- _Extracted information_:

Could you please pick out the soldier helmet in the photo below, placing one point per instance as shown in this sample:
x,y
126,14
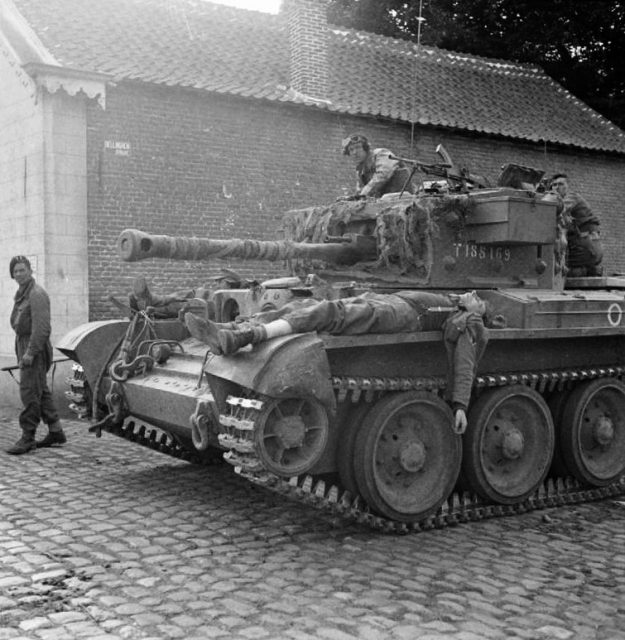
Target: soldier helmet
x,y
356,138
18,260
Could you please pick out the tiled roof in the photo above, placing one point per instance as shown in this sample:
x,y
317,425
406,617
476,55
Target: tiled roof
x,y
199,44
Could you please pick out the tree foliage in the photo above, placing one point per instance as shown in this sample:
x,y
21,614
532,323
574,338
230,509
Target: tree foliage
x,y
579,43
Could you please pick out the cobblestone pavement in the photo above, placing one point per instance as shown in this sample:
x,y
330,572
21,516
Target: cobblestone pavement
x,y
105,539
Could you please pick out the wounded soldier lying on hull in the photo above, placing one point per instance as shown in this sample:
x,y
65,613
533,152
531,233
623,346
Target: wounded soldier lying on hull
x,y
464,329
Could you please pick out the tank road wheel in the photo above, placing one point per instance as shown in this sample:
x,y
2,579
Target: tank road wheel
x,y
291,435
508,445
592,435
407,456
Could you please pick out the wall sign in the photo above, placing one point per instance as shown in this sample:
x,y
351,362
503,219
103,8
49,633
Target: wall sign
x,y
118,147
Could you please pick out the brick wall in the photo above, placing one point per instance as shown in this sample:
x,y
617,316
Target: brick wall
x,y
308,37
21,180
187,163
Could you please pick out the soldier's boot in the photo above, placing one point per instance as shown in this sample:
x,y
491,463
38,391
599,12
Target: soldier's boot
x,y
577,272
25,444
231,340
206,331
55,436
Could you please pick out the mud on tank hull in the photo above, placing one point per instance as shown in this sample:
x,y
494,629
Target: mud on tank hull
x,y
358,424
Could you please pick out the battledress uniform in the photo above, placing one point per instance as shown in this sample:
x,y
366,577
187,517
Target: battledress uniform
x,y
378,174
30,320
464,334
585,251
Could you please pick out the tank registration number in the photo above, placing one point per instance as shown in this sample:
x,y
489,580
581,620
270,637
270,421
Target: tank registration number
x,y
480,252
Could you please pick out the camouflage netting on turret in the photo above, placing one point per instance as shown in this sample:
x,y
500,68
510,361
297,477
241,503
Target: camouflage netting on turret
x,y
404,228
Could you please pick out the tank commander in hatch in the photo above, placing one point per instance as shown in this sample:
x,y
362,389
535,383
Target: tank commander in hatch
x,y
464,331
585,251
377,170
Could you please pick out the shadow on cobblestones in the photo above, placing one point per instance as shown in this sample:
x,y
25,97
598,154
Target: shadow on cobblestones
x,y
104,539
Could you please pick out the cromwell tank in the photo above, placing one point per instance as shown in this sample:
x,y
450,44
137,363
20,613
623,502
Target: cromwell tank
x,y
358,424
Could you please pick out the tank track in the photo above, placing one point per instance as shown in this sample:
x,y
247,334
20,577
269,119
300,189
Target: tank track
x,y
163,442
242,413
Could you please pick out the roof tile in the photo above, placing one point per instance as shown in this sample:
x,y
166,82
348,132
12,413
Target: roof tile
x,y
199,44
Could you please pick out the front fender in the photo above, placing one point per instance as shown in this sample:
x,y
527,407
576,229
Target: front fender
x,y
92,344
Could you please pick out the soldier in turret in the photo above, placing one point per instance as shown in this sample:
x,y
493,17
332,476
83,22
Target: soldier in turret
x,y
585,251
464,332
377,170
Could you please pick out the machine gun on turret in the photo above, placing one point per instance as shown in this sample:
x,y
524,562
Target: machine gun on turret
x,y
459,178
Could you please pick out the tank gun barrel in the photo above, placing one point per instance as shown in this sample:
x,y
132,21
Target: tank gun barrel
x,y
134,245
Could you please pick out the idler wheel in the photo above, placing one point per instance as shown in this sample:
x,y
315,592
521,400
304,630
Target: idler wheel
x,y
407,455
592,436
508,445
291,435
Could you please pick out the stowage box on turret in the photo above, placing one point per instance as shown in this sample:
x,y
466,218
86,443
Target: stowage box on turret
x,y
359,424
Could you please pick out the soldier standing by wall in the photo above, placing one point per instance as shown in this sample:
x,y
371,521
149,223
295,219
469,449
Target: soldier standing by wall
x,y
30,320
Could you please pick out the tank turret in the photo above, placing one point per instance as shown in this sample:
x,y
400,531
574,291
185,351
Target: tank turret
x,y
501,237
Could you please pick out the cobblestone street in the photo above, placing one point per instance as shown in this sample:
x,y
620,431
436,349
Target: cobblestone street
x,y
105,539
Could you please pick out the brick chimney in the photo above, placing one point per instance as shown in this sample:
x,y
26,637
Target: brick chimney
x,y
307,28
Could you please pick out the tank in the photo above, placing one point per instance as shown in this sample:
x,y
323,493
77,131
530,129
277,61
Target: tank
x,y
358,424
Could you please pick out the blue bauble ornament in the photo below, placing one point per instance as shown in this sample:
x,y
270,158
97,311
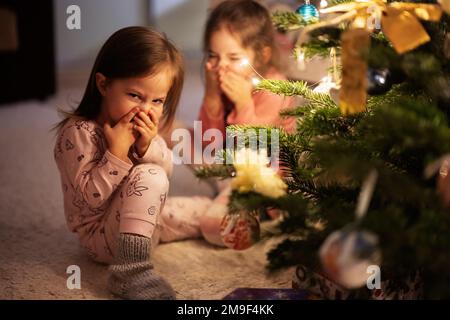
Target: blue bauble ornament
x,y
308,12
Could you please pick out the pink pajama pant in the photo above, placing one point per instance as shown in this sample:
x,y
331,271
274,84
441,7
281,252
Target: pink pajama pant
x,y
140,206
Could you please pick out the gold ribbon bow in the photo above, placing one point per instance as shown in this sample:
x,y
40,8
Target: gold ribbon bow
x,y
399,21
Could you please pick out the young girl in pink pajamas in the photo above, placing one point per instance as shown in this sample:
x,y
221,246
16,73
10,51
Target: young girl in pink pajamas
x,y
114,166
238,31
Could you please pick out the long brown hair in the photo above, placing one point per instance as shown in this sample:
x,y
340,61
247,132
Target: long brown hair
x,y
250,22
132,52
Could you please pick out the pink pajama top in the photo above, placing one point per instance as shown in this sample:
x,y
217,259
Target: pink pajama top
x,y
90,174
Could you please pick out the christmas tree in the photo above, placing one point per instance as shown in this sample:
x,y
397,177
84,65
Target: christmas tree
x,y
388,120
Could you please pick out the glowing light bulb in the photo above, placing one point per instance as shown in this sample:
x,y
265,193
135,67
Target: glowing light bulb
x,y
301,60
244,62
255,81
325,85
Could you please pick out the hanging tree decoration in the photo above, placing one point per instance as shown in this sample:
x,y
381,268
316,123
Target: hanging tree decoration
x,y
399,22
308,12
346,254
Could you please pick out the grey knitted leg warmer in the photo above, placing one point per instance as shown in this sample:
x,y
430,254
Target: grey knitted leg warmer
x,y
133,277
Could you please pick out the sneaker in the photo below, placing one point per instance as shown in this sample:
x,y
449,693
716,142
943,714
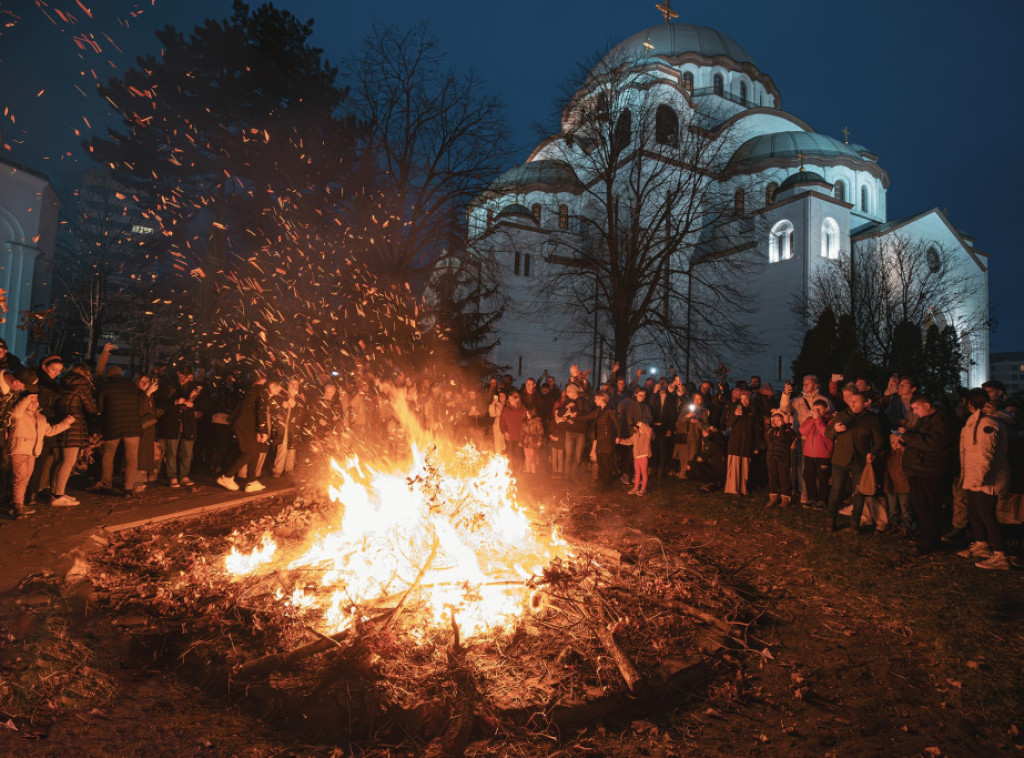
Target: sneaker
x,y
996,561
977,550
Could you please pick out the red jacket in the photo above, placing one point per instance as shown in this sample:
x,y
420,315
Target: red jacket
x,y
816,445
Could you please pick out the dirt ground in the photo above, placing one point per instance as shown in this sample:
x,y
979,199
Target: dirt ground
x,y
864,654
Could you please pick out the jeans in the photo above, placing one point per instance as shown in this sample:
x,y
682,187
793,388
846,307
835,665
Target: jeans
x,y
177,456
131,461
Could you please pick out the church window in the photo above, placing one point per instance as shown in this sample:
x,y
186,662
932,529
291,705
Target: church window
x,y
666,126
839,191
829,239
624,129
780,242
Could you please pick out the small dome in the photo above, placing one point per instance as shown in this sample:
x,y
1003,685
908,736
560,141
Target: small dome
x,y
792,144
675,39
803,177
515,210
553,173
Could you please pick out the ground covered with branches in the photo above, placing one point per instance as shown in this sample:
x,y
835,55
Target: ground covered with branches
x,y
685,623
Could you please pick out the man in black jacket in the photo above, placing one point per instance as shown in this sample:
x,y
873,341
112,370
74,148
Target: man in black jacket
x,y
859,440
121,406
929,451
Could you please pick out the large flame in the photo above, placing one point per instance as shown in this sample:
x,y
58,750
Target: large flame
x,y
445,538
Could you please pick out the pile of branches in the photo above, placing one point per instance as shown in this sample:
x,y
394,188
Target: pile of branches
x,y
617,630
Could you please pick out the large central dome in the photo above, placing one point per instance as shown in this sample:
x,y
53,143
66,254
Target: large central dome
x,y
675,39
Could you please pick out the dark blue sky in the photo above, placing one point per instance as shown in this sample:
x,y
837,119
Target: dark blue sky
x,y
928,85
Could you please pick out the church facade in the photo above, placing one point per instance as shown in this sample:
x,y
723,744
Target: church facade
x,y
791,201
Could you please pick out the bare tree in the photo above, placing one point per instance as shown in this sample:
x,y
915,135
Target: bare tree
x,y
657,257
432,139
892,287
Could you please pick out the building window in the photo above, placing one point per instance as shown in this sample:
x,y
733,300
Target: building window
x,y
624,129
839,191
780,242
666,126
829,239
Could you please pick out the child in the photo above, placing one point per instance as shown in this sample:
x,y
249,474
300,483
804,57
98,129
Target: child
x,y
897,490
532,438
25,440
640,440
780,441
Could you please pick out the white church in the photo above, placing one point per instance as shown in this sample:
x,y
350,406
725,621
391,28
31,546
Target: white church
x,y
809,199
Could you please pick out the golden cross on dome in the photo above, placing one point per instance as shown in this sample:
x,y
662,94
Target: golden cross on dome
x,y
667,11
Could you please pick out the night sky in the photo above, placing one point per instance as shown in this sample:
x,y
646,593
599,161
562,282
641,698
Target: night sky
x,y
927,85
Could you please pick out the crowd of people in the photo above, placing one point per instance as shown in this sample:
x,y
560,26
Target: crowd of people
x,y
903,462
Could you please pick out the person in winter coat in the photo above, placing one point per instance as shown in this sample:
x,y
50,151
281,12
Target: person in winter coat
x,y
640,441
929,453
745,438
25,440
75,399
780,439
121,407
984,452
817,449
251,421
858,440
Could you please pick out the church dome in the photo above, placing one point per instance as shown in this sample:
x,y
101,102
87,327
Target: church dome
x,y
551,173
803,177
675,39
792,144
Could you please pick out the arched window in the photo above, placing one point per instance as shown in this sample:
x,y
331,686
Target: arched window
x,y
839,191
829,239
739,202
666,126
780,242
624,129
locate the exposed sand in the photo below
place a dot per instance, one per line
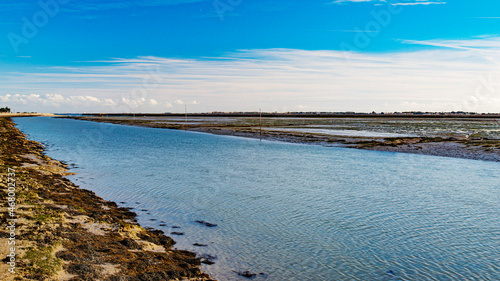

- _What is asked_:
Every line from the one containing "Could you please pick out the child" through the end of the listing is to be copied exactly; the pictures are not.

- _Output of the exercise_:
Could you please pick out the child in the photo above, placing one point per instance as shown in this sample:
x,y
249,474
300,483
804,57
98,129
Target: child
x,y
897,490
532,438
25,440
640,440
780,441
Could you please pick out the white church in the photo above, placing one point per instance as shown in this sample:
x,y
350,406
725,621
391,28
31,546
Target: white church
x,y
809,199
Could you please pick out the golden cross on dome in the photo above, placing one point per instance as shown in this sample:
x,y
662,94
Target: golden cross on dome
x,y
667,11
Could you please pick out the night sky in the photo above, placing one point per instance as shown in this sample:
x,y
646,593
599,161
562,282
641,698
Target: night sky
x,y
927,85
Could you please pick out the crowd of people in the photo above, placing one point per instance as shown in this sample:
x,y
560,26
Target: crowd of people
x,y
903,462
Could you please pick out the person in winter coat in the photo above, placing one point per instance as shown in this sample:
x,y
50,151
281,12
Target: person in winter coat
x,y
640,441
929,453
745,438
25,440
75,399
780,439
121,407
984,452
817,449
251,421
858,440
Could you please pick out the church dome in the photo above, placing one point per instance as shown in this sample:
x,y
101,102
87,327
Target: church dome
x,y
551,173
803,177
675,39
792,144
Could you please pick out the arched window in the photo above, placing one point per instance as shown in this sample:
x,y
331,686
Target: arched window
x,y
839,191
829,239
739,202
666,126
780,242
624,129
locate the exposed sand in the photo below
place a dot per instance, one per line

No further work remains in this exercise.